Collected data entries
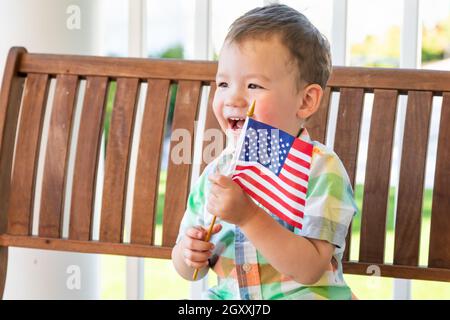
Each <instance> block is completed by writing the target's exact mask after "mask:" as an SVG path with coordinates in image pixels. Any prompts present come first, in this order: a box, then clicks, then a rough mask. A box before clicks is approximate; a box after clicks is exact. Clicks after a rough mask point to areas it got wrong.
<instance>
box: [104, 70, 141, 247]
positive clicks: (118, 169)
mask: <svg viewBox="0 0 450 320" xmlns="http://www.w3.org/2000/svg"><path fill="white" fill-rule="evenodd" d="M138 85H139V81H138V79H125V78H120V79H118V80H117V92H116V98H115V100H114V107H113V111H112V116H111V126H110V129H109V136H108V145H107V149H106V163H105V180H104V185H103V199H102V201H103V203H102V213H101V223H100V240H101V241H105V242H121V241H122V240H123V222H124V214H125V200H126V191H127V190H126V189H127V182H128V164H129V157H130V153H131V140H132V138H133V127H134V115H135V109H136V104H137V97H138V88H139V87H138Z"/></svg>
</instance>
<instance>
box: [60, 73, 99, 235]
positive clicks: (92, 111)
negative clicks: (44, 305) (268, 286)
mask: <svg viewBox="0 0 450 320" xmlns="http://www.w3.org/2000/svg"><path fill="white" fill-rule="evenodd" d="M107 86H108V79H107V78H105V77H88V78H87V82H86V93H85V97H84V101H83V110H82V114H81V120H80V129H79V134H78V144H77V153H76V160H75V168H74V175H73V185H72V200H71V214H70V224H69V239H72V240H85V241H88V240H90V239H91V235H92V230H91V229H92V218H93V212H94V200H95V199H94V197H95V185H96V172H97V163H98V158H99V155H100V144H101V137H102V124H103V117H104V111H105V101H106V92H107Z"/></svg>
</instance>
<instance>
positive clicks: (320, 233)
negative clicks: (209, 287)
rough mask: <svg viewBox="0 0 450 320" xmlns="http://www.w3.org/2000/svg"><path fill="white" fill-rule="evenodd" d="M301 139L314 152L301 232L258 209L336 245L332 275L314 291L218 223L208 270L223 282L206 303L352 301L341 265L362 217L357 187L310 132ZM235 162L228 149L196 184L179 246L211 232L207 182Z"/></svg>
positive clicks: (317, 284) (232, 224)
mask: <svg viewBox="0 0 450 320" xmlns="http://www.w3.org/2000/svg"><path fill="white" fill-rule="evenodd" d="M300 138H301V139H304V140H305V141H308V142H311V143H312V144H313V146H314V149H313V156H312V160H311V170H310V176H309V181H308V191H307V194H306V205H305V210H304V217H303V221H302V224H303V227H302V229H298V228H296V227H293V226H290V225H289V224H287V223H286V222H284V221H283V220H281V219H280V218H278V217H277V216H276V215H274V214H272V213H271V212H270V211H269V210H267V209H266V208H264V207H263V206H262V205H261V204H258V203H257V204H258V205H259V206H260V207H261V208H263V209H264V210H265V211H266V212H267V213H268V214H269V215H270V216H272V218H273V219H275V220H276V221H278V223H280V224H281V225H283V226H284V227H285V228H287V229H289V230H290V231H292V232H294V233H295V234H298V235H299V236H302V237H307V238H311V239H320V240H326V241H328V242H330V243H331V244H333V245H335V251H334V253H333V259H332V261H331V262H330V265H329V268H328V270H327V271H326V272H325V273H324V274H323V275H322V277H321V278H320V280H319V281H318V282H317V283H315V284H313V285H303V284H301V283H298V282H296V281H294V280H293V279H291V278H289V277H287V276H286V275H283V274H281V273H280V272H278V271H277V270H276V269H275V268H274V267H272V266H271V265H270V263H269V262H268V261H267V260H266V259H265V258H264V257H263V256H262V255H261V254H260V252H259V251H258V250H257V249H256V248H255V247H254V246H253V244H252V243H251V242H250V241H249V240H248V239H247V238H246V237H245V235H244V233H243V232H241V231H240V229H239V227H237V226H236V225H233V224H230V223H227V222H225V221H223V220H220V221H219V219H217V220H216V223H218V222H220V223H221V224H222V230H221V231H220V232H219V233H218V234H215V235H213V236H212V238H211V242H212V243H214V245H215V248H214V251H213V255H212V256H211V258H210V260H209V265H210V267H211V268H212V269H213V270H214V271H215V273H216V274H217V276H218V279H219V282H218V285H217V286H215V287H213V288H210V289H208V290H207V291H206V292H204V293H203V298H204V299H243V300H249V299H250V300H255V299H351V291H350V289H349V287H348V286H347V285H346V283H345V281H344V278H343V272H342V262H341V260H342V255H343V252H344V249H345V237H346V235H347V232H348V229H349V225H350V222H351V220H352V218H353V216H354V214H356V212H357V206H356V203H355V201H354V199H353V191H352V187H351V184H350V181H349V178H348V175H347V172H346V171H345V169H344V166H343V165H342V163H341V161H340V160H339V158H338V156H337V155H336V153H334V152H333V151H331V150H329V149H328V148H327V147H325V146H324V145H322V144H321V143H319V142H316V141H311V140H310V138H309V135H308V133H307V132H306V130H302V133H301V135H300ZM231 159H232V154H231V153H230V152H228V151H227V149H225V150H224V152H222V154H221V155H220V156H219V157H218V158H217V159H215V160H214V161H213V162H211V163H210V164H209V165H208V166H207V167H206V168H205V170H204V172H203V173H202V175H201V176H200V177H199V178H198V180H197V181H196V183H195V185H194V187H193V189H192V190H191V193H190V195H189V199H188V203H187V208H186V212H185V214H184V217H183V219H182V222H181V225H180V231H179V235H178V239H177V242H178V241H180V240H181V238H182V237H183V236H184V234H185V232H186V230H187V229H188V228H189V227H192V226H195V225H202V226H205V227H206V228H207V227H208V226H209V225H210V224H211V221H212V215H211V214H210V213H209V212H207V210H206V202H207V199H208V192H209V189H210V182H209V180H208V176H209V175H210V174H212V173H213V172H215V171H216V170H219V172H227V171H226V167H227V166H229V165H230V163H231ZM264 232H269V230H265V231H264ZM280 245H281V244H280ZM299 254H301V252H299Z"/></svg>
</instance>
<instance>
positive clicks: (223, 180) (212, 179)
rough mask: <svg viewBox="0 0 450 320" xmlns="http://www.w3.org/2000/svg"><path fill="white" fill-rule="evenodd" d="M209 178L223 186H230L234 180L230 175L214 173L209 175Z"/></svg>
mask: <svg viewBox="0 0 450 320" xmlns="http://www.w3.org/2000/svg"><path fill="white" fill-rule="evenodd" d="M208 179H209V180H210V181H211V182H214V183H215V184H218V185H219V186H221V187H223V188H227V187H229V186H230V183H232V182H233V180H231V179H230V178H229V177H227V176H224V175H221V174H212V175H210V176H209V177H208Z"/></svg>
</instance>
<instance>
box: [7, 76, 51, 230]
mask: <svg viewBox="0 0 450 320" xmlns="http://www.w3.org/2000/svg"><path fill="white" fill-rule="evenodd" d="M48 87H49V85H48V75H46V74H29V75H28V77H27V80H26V83H25V90H24V96H23V100H22V111H21V116H20V120H19V121H20V124H19V132H18V137H17V143H16V155H15V162H14V168H13V178H12V181H11V198H10V205H9V213H8V216H9V219H8V233H9V234H16V235H29V234H31V228H32V223H31V222H32V212H33V199H34V188H35V179H36V170H35V168H36V166H37V161H38V157H39V145H40V139H39V137H40V136H41V134H42V124H43V120H44V113H45V104H46V102H47V94H48Z"/></svg>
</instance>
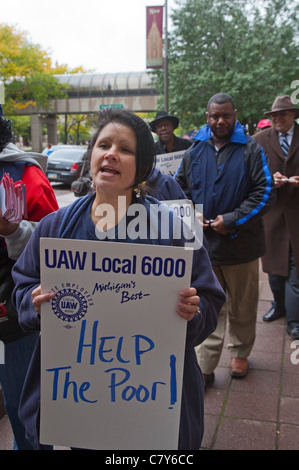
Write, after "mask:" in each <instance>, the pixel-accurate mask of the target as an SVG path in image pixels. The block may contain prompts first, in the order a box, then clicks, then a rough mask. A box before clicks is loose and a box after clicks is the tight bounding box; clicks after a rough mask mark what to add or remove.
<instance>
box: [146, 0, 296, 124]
mask: <svg viewBox="0 0 299 470" xmlns="http://www.w3.org/2000/svg"><path fill="white" fill-rule="evenodd" d="M177 4H178V8H177V9H176V10H174V11H173V12H172V14H171V17H172V22H173V29H172V31H171V32H170V33H169V45H168V49H169V55H168V67H169V71H168V75H169V92H168V95H169V111H170V112H171V113H172V114H174V113H177V115H178V117H179V118H180V121H181V124H182V126H183V128H184V129H185V130H190V129H193V128H195V127H198V128H199V127H200V126H201V125H203V124H205V122H206V118H205V112H206V105H207V102H208V100H209V98H210V97H211V96H212V95H213V94H214V93H217V92H225V93H229V94H231V95H232V97H233V98H234V101H235V103H236V107H237V111H238V119H239V120H240V121H241V122H242V123H243V124H247V125H248V126H249V131H250V132H253V130H254V125H255V124H256V123H257V122H258V121H259V120H260V119H261V118H262V117H263V112H264V111H266V110H268V109H270V108H271V105H272V103H273V101H274V99H275V97H276V96H277V95H280V94H291V93H292V92H293V90H292V89H291V83H292V82H293V81H294V80H296V79H298V78H299V76H298V70H299V67H298V61H299V43H298V33H299V22H298V18H297V15H298V6H299V2H298V0H294V1H293V2H287V3H286V2H284V1H283V0H263V1H261V0H255V1H253V0H246V1H245V0H177ZM154 74H155V75H156V86H157V87H158V88H159V90H160V91H161V93H163V72H161V71H158V72H154Z"/></svg>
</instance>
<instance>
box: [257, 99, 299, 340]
mask: <svg viewBox="0 0 299 470" xmlns="http://www.w3.org/2000/svg"><path fill="white" fill-rule="evenodd" d="M265 115H267V116H271V118H272V127H271V128H270V129H265V130H264V131H261V132H259V133H258V134H256V135H255V136H254V137H255V138H256V140H257V141H258V142H259V143H260V145H261V146H262V147H263V149H264V151H265V153H266V154H267V155H268V158H269V162H270V166H271V169H272V172H273V176H274V181H275V186H276V190H277V199H276V203H275V204H274V205H273V206H272V208H271V209H270V211H269V212H268V213H267V214H266V215H265V216H264V223H265V237H266V253H265V255H264V256H263V257H262V265H263V270H264V271H265V272H266V273H268V276H269V284H270V287H271V290H272V292H273V297H274V300H273V302H272V307H271V309H270V310H269V311H268V312H267V313H266V314H265V315H264V317H263V320H264V321H268V322H270V321H273V320H277V319H278V318H280V317H282V316H284V315H286V321H287V332H288V333H289V334H290V336H291V337H292V338H293V339H299V239H298V232H299V125H298V124H297V123H296V121H295V120H296V118H298V117H299V108H297V107H296V106H294V104H293V103H292V101H291V98H290V96H278V97H277V98H276V99H275V101H274V103H273V105H272V109H271V111H267V112H266V113H265Z"/></svg>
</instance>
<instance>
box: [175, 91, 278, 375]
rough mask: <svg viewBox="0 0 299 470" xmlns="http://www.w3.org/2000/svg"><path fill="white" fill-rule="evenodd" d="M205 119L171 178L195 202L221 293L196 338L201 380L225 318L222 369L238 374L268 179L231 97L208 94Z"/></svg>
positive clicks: (243, 355) (245, 335)
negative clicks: (209, 327)
mask: <svg viewBox="0 0 299 470" xmlns="http://www.w3.org/2000/svg"><path fill="white" fill-rule="evenodd" d="M206 116H207V123H208V124H207V125H206V126H204V127H203V128H202V129H200V131H199V132H198V133H197V134H196V136H195V137H194V144H193V146H192V147H190V149H188V150H187V151H186V152H185V154H184V157H183V160H182V162H181V164H180V167H179V169H178V171H177V174H176V180H177V182H178V183H179V184H180V185H181V187H182V189H183V190H184V192H185V194H186V195H187V196H188V197H189V198H190V199H191V200H192V201H193V203H194V204H202V205H203V214H202V216H203V218H202V221H203V230H204V233H205V238H206V240H207V243H208V252H209V256H210V259H211V263H212V266H213V269H214V271H215V273H216V276H217V278H218V280H219V282H220V284H221V286H222V288H223V289H224V291H225V292H226V294H227V302H226V304H225V305H224V307H223V308H222V310H221V312H220V314H219V318H218V325H217V329H216V331H215V332H214V333H213V334H212V335H211V336H209V337H208V338H207V339H206V340H205V341H204V342H203V343H202V344H201V346H200V348H199V351H198V361H199V365H200V367H201V370H202V372H203V375H204V379H205V382H206V384H208V383H211V382H212V381H213V380H214V370H215V368H216V366H217V365H218V362H219V360H220V356H221V353H222V349H223V345H224V337H225V332H226V323H227V318H228V323H229V345H228V348H229V351H230V355H231V360H230V372H231V376H232V377H236V378H240V377H245V375H246V374H247V372H248V361H247V357H248V356H249V354H250V352H251V350H252V347H253V344H254V340H255V327H256V315H257V303H258V287H259V275H258V273H259V266H258V259H259V257H260V256H262V255H263V254H264V252H265V244H264V229H263V222H262V216H263V215H264V214H265V213H266V211H267V210H269V208H270V206H271V203H272V201H273V198H274V193H275V189H274V184H273V180H272V178H271V174H270V170H269V169H268V166H267V159H266V157H265V155H264V154H263V152H262V150H261V147H260V145H259V144H258V143H257V142H256V141H255V140H254V139H253V138H252V137H250V136H249V135H247V134H246V133H245V132H244V129H243V127H242V125H241V124H240V123H239V122H238V121H237V112H236V109H235V105H234V102H233V99H232V98H231V96H230V95H227V94H225V93H217V94H216V95H214V96H212V98H211V99H210V100H209V102H208V106H207V113H206Z"/></svg>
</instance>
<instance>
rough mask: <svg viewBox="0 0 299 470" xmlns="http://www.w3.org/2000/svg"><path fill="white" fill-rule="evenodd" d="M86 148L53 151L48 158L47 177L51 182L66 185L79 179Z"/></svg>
mask: <svg viewBox="0 0 299 470" xmlns="http://www.w3.org/2000/svg"><path fill="white" fill-rule="evenodd" d="M85 153H86V148H72V149H71V148H69V149H60V150H55V152H53V153H52V154H51V155H49V157H48V168H47V177H48V179H49V181H51V182H57V183H64V184H67V185H70V186H71V184H72V182H73V181H74V180H76V179H78V178H79V176H80V172H81V168H82V165H83V160H84V155H85Z"/></svg>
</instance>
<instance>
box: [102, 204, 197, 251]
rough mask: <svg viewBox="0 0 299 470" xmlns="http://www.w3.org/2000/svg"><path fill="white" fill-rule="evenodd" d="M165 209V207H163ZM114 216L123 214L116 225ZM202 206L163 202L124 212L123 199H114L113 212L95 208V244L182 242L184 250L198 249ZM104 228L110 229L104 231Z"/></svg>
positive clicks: (125, 209) (138, 207) (124, 208)
mask: <svg viewBox="0 0 299 470" xmlns="http://www.w3.org/2000/svg"><path fill="white" fill-rule="evenodd" d="M167 206H168V207H167ZM117 214H118V215H119V214H123V217H121V220H120V221H119V222H117ZM201 214H202V204H196V205H195V207H193V205H192V204H191V203H190V201H184V200H181V201H180V200H178V201H171V202H170V201H166V202H165V203H162V204H154V203H153V204H150V205H149V211H148V210H147V208H146V207H145V206H144V205H143V204H139V203H136V204H131V205H130V206H129V208H128V210H127V208H126V197H125V196H119V197H118V206H117V210H116V211H115V208H114V207H113V206H112V205H111V204H99V205H98V206H97V207H96V210H95V216H97V217H99V221H98V222H97V224H96V228H95V233H96V236H97V238H98V239H99V240H104V239H108V240H115V239H117V240H125V239H127V238H130V239H131V240H147V239H150V240H158V239H161V240H182V241H183V244H184V246H185V247H187V248H194V249H199V248H201V246H202V241H203V229H202V224H201V223H200V217H201ZM107 227H111V228H110V229H108V230H107Z"/></svg>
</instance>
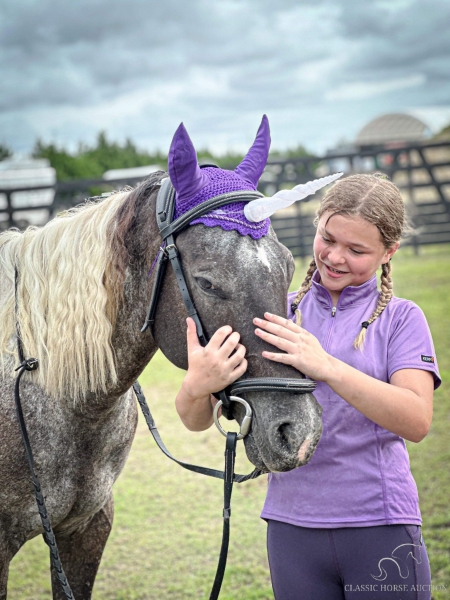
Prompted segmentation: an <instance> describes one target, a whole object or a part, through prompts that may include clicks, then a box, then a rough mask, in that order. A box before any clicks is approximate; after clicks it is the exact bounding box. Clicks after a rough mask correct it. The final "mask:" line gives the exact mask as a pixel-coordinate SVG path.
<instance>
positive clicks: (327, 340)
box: [323, 306, 337, 352]
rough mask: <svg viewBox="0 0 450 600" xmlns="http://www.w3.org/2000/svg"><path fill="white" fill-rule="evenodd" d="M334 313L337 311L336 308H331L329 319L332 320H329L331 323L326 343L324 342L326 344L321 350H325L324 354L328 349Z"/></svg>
mask: <svg viewBox="0 0 450 600" xmlns="http://www.w3.org/2000/svg"><path fill="white" fill-rule="evenodd" d="M336 311H337V308H336V306H333V308H332V309H331V317H332V319H331V323H330V328H329V330H328V335H327V341H326V344H325V346H324V348H323V349H324V350H325V352H328V348H329V346H330V341H331V334H332V333H333V327H334V317H335V316H336Z"/></svg>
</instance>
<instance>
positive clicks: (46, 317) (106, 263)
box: [0, 191, 130, 402]
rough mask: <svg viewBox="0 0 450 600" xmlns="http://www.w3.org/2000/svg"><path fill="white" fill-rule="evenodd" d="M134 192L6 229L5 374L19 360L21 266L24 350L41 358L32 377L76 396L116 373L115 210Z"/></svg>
mask: <svg viewBox="0 0 450 600" xmlns="http://www.w3.org/2000/svg"><path fill="white" fill-rule="evenodd" d="M129 193H130V192H129V191H125V192H123V191H122V192H117V193H114V194H113V195H111V196H109V197H107V198H106V199H104V200H102V201H101V202H99V203H95V204H93V203H87V204H86V205H83V206H82V207H80V208H76V209H72V210H70V211H67V212H66V213H63V214H62V215H61V216H59V217H57V218H56V219H53V220H52V221H50V222H49V223H47V224H46V225H45V226H44V227H42V228H35V227H29V228H28V229H27V230H26V231H25V232H24V233H20V232H18V231H7V232H5V233H3V234H1V235H0V354H1V362H2V374H3V377H5V373H6V372H10V371H11V372H12V368H13V367H14V366H17V364H18V357H17V351H16V350H15V334H16V310H15V303H16V302H15V297H14V288H15V285H14V279H15V270H16V269H17V273H18V285H17V322H18V323H19V325H20V337H21V340H22V344H23V349H24V353H25V356H26V357H27V358H30V357H34V358H37V359H38V360H39V369H38V370H37V371H35V372H33V373H31V374H29V376H30V377H31V378H32V380H33V381H34V382H36V383H38V384H39V385H40V386H41V387H42V388H43V389H44V390H45V391H46V392H47V393H48V394H49V395H50V396H52V397H67V398H70V399H72V400H73V401H74V402H79V401H80V400H82V399H83V398H85V396H86V394H87V393H88V392H94V393H95V392H105V391H106V390H107V386H108V385H110V384H114V383H115V382H116V381H117V372H116V365H115V356H114V350H113V347H112V344H111V337H112V332H113V328H114V325H115V320H116V316H117V310H118V306H119V301H120V298H121V297H122V293H123V275H124V274H123V272H122V273H120V272H119V273H118V272H117V269H116V268H115V266H116V264H117V256H116V255H115V253H116V251H117V248H114V245H115V240H116V237H117V236H116V229H117V219H116V215H117V212H118V210H121V208H122V207H123V205H124V201H125V199H126V198H127V196H128V195H129ZM116 243H117V242H116ZM119 271H120V269H119Z"/></svg>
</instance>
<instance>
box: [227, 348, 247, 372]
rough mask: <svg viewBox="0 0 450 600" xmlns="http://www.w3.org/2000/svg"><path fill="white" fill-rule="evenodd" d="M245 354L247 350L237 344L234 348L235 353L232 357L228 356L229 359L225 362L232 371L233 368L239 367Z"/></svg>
mask: <svg viewBox="0 0 450 600" xmlns="http://www.w3.org/2000/svg"><path fill="white" fill-rule="evenodd" d="M246 352H247V349H246V348H245V346H243V345H242V344H238V345H237V347H236V352H235V353H234V354H233V355H232V356H230V358H229V359H228V361H227V364H228V365H229V366H230V367H232V368H233V369H234V368H235V367H237V365H239V364H240V363H241V362H242V360H243V358H244V357H245V353H246Z"/></svg>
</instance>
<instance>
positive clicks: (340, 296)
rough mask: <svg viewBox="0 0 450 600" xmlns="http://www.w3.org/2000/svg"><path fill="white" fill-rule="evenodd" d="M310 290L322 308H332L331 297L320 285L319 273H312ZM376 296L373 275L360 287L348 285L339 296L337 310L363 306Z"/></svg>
mask: <svg viewBox="0 0 450 600" xmlns="http://www.w3.org/2000/svg"><path fill="white" fill-rule="evenodd" d="M311 282H312V288H311V293H312V294H313V296H314V299H315V300H317V301H318V302H319V303H320V304H322V305H323V306H326V307H327V308H332V306H333V301H332V300H331V296H330V293H329V291H328V290H327V289H326V288H325V287H324V286H323V285H322V284H321V283H320V274H319V271H318V270H316V271H314V274H313V276H312V278H311ZM377 295H378V289H377V276H376V275H374V276H373V277H371V279H368V280H367V281H366V282H365V283H362V284H361V285H357V286H352V285H349V286H347V287H346V288H344V289H343V290H342V292H341V295H340V296H339V300H338V303H337V308H340V309H343V308H346V307H349V306H353V305H355V304H363V303H364V304H365V303H367V302H368V301H369V300H372V299H373V298H375V296H377Z"/></svg>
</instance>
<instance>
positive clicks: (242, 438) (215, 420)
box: [213, 396, 252, 440]
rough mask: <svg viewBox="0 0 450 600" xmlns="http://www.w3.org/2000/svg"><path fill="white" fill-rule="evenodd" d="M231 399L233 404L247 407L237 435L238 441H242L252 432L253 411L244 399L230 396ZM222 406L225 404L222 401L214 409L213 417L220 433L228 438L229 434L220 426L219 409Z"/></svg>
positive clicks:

#### INSTRUCTIONS FOR THE TASK
Beginning at the line with "box: [323, 306, 337, 352]" and ending at the line with "box: [0, 191, 130, 402]", reproduce each line of the data above exactly, and add no other lines.

#### RESULT FOR THIS TASK
box: [323, 306, 337, 352]
rough mask: <svg viewBox="0 0 450 600" xmlns="http://www.w3.org/2000/svg"><path fill="white" fill-rule="evenodd" d="M334 313L337 311L336 308H331L329 319L332 320H329L331 323L326 343L324 342L326 344L321 350H325L324 354L328 349Z"/></svg>
mask: <svg viewBox="0 0 450 600" xmlns="http://www.w3.org/2000/svg"><path fill="white" fill-rule="evenodd" d="M336 311H337V308H336V306H333V308H332V309H331V317H332V319H331V323H330V328H329V330H328V335H327V341H326V344H325V346H324V348H323V349H324V350H325V352H328V348H329V346H330V341H331V334H332V333H333V327H334V317H335V316H336Z"/></svg>
</instance>
<instance>
positive clicks: (46, 317) (106, 263)
box: [0, 191, 130, 402]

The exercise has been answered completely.